[Recorded data]
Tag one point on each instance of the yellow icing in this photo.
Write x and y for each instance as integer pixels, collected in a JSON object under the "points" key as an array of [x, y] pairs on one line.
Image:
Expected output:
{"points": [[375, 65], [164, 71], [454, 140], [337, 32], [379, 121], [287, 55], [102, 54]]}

Task to carry out: Switch "yellow icing" to "pink frosting" in the entries above, and write out all of their lines again with nothing else changed.

Problem solution:
Tag one point on each instance of the pink frosting in this photo.
Write x and y for each instance as integer pixels, collected in a JSON object under the "points" key as an array of [x, y] pairs on one line.
Image:
Expected output:
{"points": [[375, 65], [164, 71], [454, 140], [337, 32], [379, 121], [287, 55], [102, 54]]}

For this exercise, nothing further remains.